WHAT IS BEING ASKED: Out of the entries that follow, copy each line containing "shirt".

--- DATA TO EXAMINE Enclosed Below ---

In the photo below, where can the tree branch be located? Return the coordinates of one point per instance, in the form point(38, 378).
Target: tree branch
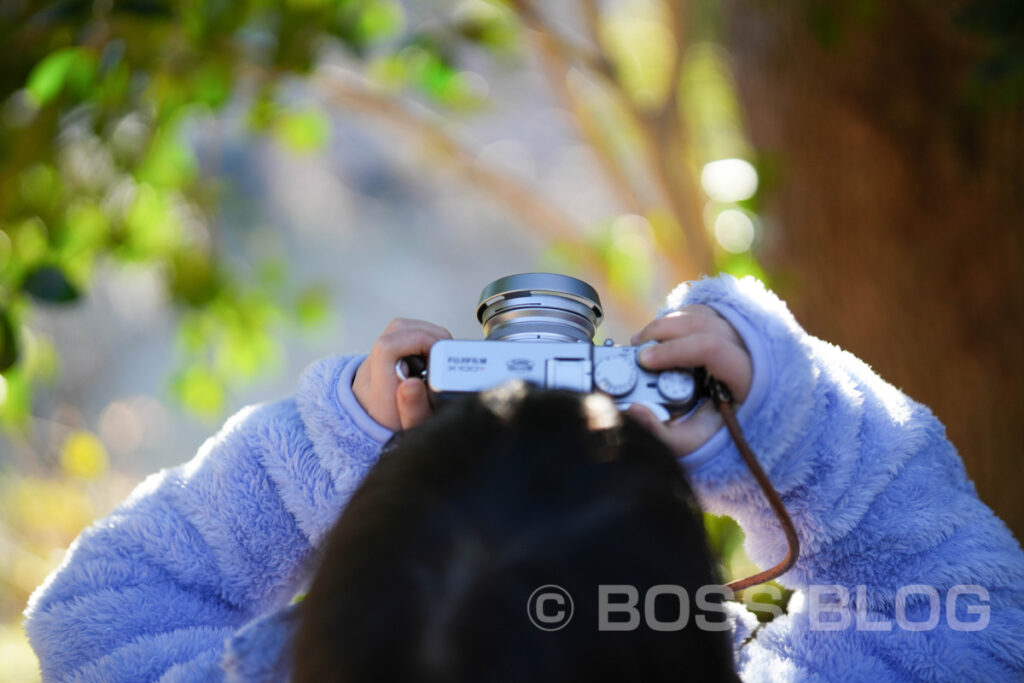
point(536, 214)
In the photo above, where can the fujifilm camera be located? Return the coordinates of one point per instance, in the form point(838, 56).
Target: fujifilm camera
point(539, 328)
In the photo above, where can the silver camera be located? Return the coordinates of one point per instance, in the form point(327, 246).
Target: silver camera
point(539, 328)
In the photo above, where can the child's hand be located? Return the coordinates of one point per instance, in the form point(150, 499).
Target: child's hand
point(693, 337)
point(376, 386)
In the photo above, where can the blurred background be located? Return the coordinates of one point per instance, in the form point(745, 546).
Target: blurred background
point(198, 199)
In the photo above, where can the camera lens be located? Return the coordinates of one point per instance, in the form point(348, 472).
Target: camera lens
point(540, 306)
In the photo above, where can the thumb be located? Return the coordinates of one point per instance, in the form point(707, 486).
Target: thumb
point(647, 420)
point(414, 406)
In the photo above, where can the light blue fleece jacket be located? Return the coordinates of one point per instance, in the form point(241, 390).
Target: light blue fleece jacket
point(189, 579)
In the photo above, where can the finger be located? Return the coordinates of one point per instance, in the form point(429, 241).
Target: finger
point(687, 435)
point(399, 324)
point(691, 321)
point(411, 341)
point(722, 358)
point(414, 406)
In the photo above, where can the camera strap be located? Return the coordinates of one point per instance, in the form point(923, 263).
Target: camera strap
point(722, 398)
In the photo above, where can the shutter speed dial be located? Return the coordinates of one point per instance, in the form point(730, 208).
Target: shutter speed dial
point(615, 375)
point(676, 386)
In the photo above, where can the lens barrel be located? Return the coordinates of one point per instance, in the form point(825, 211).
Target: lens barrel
point(540, 307)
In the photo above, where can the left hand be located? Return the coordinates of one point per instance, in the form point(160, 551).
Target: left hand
point(693, 337)
point(376, 386)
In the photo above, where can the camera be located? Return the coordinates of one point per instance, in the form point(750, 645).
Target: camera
point(539, 328)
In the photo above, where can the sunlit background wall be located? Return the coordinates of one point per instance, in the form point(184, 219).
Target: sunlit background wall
point(199, 199)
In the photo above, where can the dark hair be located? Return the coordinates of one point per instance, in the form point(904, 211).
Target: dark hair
point(427, 574)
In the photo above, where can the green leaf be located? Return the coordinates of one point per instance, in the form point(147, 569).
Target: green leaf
point(168, 163)
point(15, 398)
point(194, 278)
point(72, 67)
point(212, 85)
point(304, 131)
point(49, 285)
point(153, 223)
point(200, 391)
point(8, 342)
point(380, 19)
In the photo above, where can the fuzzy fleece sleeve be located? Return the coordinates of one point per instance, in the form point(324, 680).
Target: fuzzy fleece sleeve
point(156, 589)
point(881, 501)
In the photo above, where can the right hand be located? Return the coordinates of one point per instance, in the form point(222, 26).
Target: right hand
point(694, 337)
point(392, 403)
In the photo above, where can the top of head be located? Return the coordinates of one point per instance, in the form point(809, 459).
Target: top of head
point(540, 306)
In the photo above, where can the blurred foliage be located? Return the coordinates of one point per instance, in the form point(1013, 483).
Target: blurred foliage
point(95, 166)
point(97, 171)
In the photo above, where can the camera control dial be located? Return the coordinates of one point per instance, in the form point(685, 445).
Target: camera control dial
point(676, 386)
point(615, 375)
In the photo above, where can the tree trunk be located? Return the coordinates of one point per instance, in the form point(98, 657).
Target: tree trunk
point(894, 204)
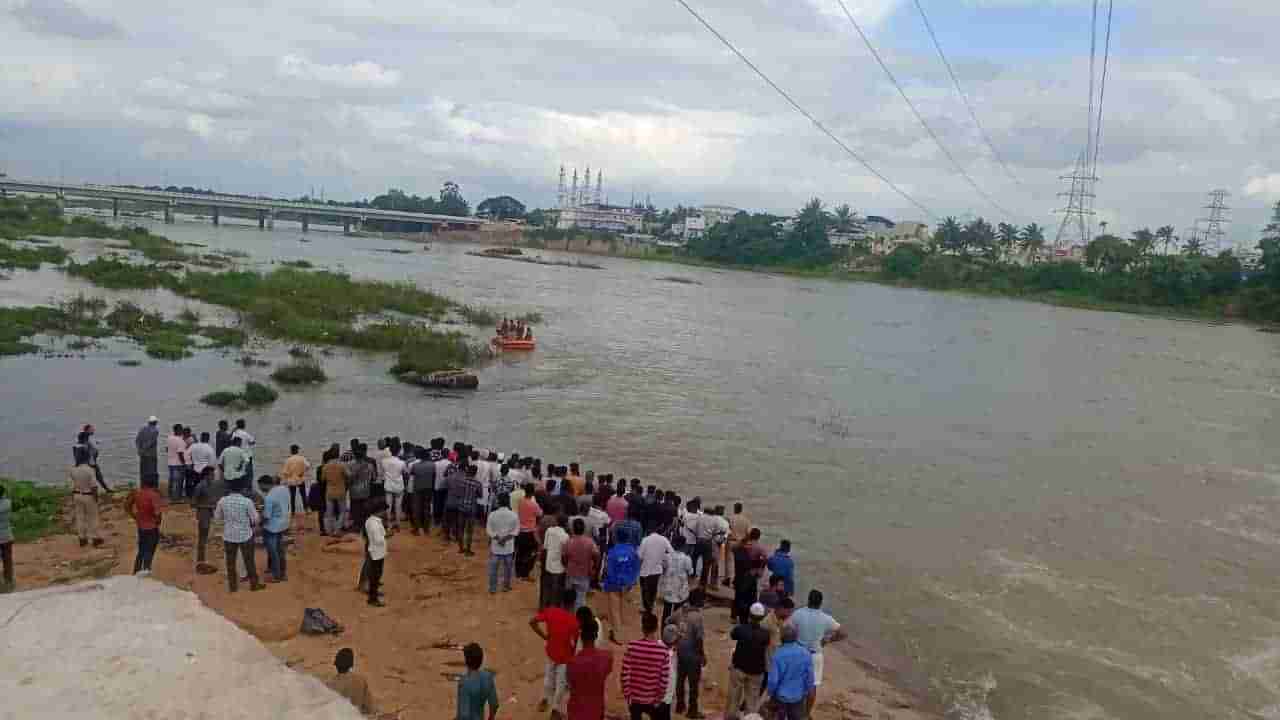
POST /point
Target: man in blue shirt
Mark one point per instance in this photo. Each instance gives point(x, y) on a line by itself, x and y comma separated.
point(791, 678)
point(781, 564)
point(275, 520)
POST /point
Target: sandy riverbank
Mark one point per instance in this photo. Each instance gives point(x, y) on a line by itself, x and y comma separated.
point(437, 600)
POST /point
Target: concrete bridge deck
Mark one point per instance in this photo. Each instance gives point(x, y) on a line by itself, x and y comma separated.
point(266, 209)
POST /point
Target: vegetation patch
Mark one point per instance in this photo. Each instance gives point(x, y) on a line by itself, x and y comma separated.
point(432, 351)
point(255, 395)
point(300, 372)
point(35, 509)
point(31, 258)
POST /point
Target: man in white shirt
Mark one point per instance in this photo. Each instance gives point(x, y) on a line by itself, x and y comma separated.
point(247, 443)
point(502, 528)
point(552, 586)
point(375, 552)
point(393, 483)
point(653, 555)
point(201, 455)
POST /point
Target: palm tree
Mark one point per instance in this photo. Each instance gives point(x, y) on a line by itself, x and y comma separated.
point(949, 236)
point(1143, 242)
point(1008, 240)
point(844, 218)
point(1032, 241)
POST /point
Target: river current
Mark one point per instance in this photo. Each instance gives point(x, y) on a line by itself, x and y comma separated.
point(1032, 511)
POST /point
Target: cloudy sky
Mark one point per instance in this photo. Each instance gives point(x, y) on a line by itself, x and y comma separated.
point(355, 96)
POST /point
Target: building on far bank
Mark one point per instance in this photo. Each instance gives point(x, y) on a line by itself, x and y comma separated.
point(717, 214)
point(885, 240)
point(693, 228)
point(585, 208)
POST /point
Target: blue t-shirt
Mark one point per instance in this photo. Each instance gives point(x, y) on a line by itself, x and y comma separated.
point(781, 565)
point(812, 625)
point(476, 689)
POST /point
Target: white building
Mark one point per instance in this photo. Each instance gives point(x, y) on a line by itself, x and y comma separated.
point(885, 240)
point(693, 228)
point(717, 214)
point(599, 217)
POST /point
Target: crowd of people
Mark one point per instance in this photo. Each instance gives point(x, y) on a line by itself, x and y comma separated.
point(570, 532)
point(515, 329)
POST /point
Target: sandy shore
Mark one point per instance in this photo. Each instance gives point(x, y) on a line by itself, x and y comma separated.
point(437, 600)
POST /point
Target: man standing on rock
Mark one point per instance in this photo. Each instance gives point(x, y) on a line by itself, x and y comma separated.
point(145, 506)
point(423, 475)
point(275, 520)
point(247, 445)
point(502, 527)
point(558, 628)
point(746, 668)
point(85, 500)
point(176, 454)
point(816, 629)
point(223, 440)
point(645, 670)
point(147, 443)
point(791, 680)
point(238, 518)
point(209, 491)
point(234, 464)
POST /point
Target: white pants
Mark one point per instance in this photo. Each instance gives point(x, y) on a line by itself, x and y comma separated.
point(554, 684)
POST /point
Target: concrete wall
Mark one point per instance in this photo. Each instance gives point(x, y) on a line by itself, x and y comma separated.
point(126, 647)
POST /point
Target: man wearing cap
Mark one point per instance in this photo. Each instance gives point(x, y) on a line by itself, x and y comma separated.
point(746, 669)
point(816, 630)
point(147, 442)
point(791, 684)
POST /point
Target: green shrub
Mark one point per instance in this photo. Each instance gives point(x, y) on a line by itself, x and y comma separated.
point(252, 396)
point(302, 372)
point(905, 261)
point(35, 509)
point(259, 393)
point(220, 399)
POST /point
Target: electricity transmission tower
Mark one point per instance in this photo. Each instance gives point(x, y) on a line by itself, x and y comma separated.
point(1214, 229)
point(1078, 215)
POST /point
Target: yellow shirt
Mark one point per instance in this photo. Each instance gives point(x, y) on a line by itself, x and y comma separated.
point(295, 470)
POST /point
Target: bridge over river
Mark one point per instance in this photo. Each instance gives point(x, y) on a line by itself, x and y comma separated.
point(214, 205)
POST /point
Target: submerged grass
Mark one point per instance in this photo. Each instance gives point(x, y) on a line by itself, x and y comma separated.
point(254, 395)
point(30, 258)
point(300, 372)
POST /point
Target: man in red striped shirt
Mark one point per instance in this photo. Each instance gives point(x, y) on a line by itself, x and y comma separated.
point(644, 673)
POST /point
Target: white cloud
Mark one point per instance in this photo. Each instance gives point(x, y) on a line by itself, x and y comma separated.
point(361, 74)
point(1266, 186)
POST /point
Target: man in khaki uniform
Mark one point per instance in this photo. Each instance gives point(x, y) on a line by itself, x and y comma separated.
point(85, 500)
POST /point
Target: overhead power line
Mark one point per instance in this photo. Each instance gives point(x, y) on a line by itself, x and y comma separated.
point(968, 105)
point(809, 115)
point(1102, 90)
point(918, 115)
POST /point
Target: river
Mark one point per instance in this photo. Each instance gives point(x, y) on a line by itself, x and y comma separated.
point(1047, 513)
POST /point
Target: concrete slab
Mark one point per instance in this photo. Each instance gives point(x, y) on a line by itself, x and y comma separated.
point(136, 648)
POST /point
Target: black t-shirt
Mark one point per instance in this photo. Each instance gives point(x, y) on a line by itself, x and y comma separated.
point(753, 643)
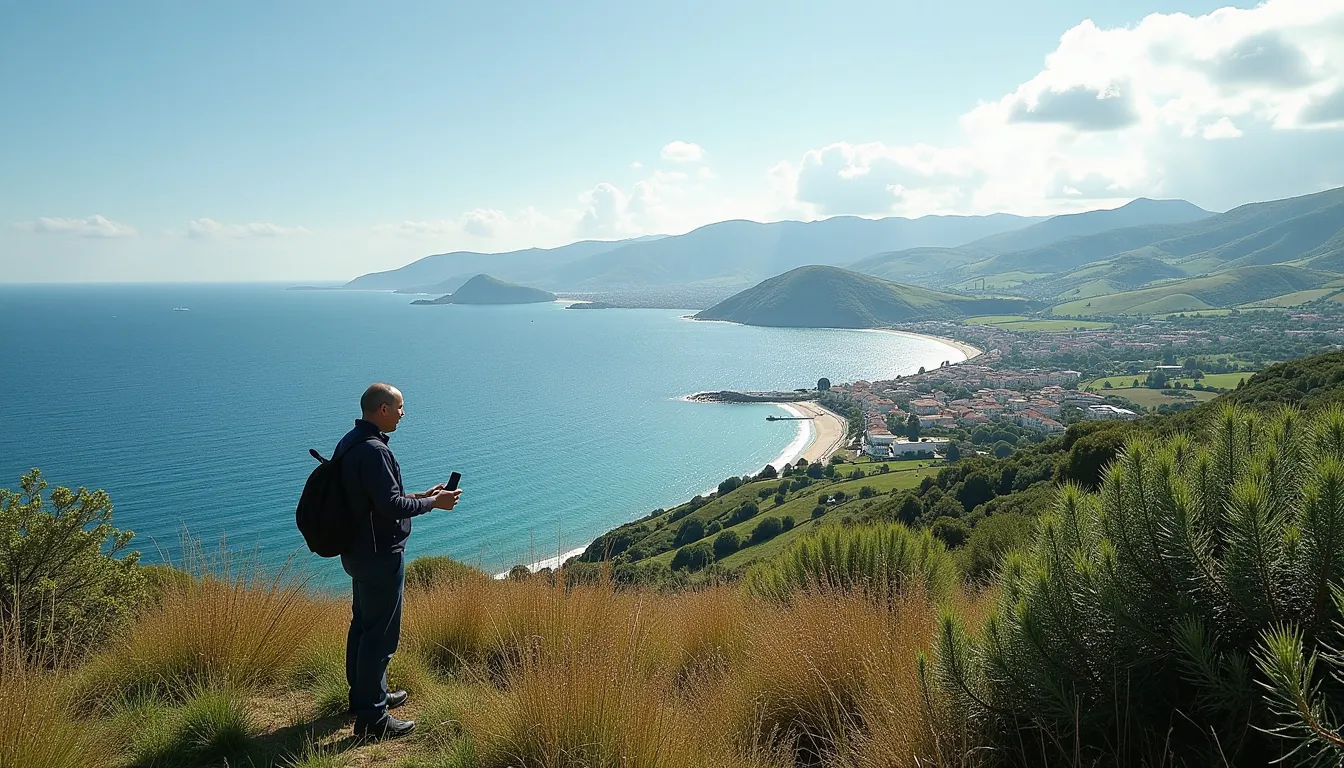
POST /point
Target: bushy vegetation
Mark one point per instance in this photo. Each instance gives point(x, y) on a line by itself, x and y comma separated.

--- End of Enclosed DATA TO EXAMINE ---

RESULT:
Target: man in blue shirt
Target: man in white shirt
Target: blue t-shirt
Target: yellow shirt
Target: man in red striped shirt
Target: black t-shirt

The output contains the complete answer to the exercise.